Текст:

########################################

Дирекция, по его требованию, закупает медицинские весы, артисты-дискоболы, прежде чем начать репетицию, обязаны взвеситься: ни одного грамма лишку! В театр приглашена балерина — заниматься с дискоболами станком, как в Большом театре. Все поставлено, как видите, на широкую ногу.
По театру катится шепот: «Гениально!», «Безвкусно!», «Эврика!», «Чепуха!», «Театр ничего подобного не видел!», «Его счастье!», «Будут овации!», «Будет скандал!»
На последние репетиции — премьера на носу — приезжает автор, он безмятежно путешествовал где-то, не подозревая о ритмических телодвижениях. Биомеханика в разгаре. Артисты, на ходу дожевывая утренний завтрак, уже примчались в театр, уже вскочили на медицинские весы, уже позанимались с балериной станком.
Охлопков приходит, как всегда, минута в минуту, не позволяя себе так называемые «художнические» опоздания и не прощая их никому. (Однажды вбежал прямо в зал, на ходу скинув пальто и бросив его на кресло рядом. На часах было ровно одиннадцать. «Начинайте!» — сказал задыхающимся голосом. Артисты зааплодировали. По-прежнему тяжело дыша, засмеялся. «Точность — вежливость королей».)

########################################

Задания:
(a) Ответьте по тексту о репетициях в театре:
(i) Что закупает дирекция по требованию режиссера?
(ii) Кого пригласили в театр и для чего?
(iii) Сколько было на часах, когда Охлопков однажды вбежал прямо в зал?
(b) Зачем артисты-дискоболы перед репетицией обязаны взвешиваться? Ответьте по тексту о репетициях в театре.

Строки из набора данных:

########################################

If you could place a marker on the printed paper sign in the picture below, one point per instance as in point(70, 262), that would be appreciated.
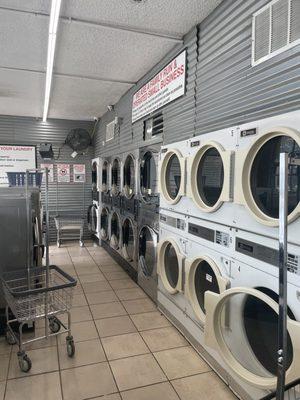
point(79, 173)
point(63, 173)
point(15, 159)
point(50, 172)
point(166, 86)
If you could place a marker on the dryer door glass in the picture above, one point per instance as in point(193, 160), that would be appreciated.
point(115, 179)
point(210, 177)
point(264, 178)
point(173, 176)
point(104, 223)
point(171, 265)
point(249, 329)
point(147, 251)
point(129, 175)
point(128, 237)
point(148, 176)
point(205, 279)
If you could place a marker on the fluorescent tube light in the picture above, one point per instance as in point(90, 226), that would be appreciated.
point(53, 23)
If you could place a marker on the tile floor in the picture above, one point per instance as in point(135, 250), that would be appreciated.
point(125, 349)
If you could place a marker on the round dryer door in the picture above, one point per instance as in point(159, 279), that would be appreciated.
point(242, 324)
point(261, 176)
point(115, 231)
point(129, 242)
point(94, 176)
point(210, 177)
point(147, 251)
point(202, 275)
point(170, 261)
point(148, 177)
point(105, 172)
point(115, 177)
point(104, 223)
point(129, 176)
point(172, 172)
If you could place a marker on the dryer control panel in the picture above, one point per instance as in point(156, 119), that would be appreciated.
point(266, 254)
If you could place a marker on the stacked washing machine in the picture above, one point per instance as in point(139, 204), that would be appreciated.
point(218, 248)
point(148, 220)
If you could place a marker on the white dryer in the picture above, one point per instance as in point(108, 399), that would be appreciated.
point(170, 263)
point(241, 326)
point(257, 175)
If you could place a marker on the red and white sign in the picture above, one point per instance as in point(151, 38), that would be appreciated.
point(79, 173)
point(63, 173)
point(15, 159)
point(166, 86)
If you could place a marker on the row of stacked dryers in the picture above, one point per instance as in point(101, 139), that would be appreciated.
point(218, 248)
point(124, 214)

########################################

Ответы:
(a)
(i) Медицинские весы.
(ii) Балерину: заниматься с дискоболами станком, как в Большом театре.
(iii) Ровно одиннадцать.

(b) Артисты-дискоболы должны взвешиваться, потому что у них не должно быть ни одного грамма лишнего веса.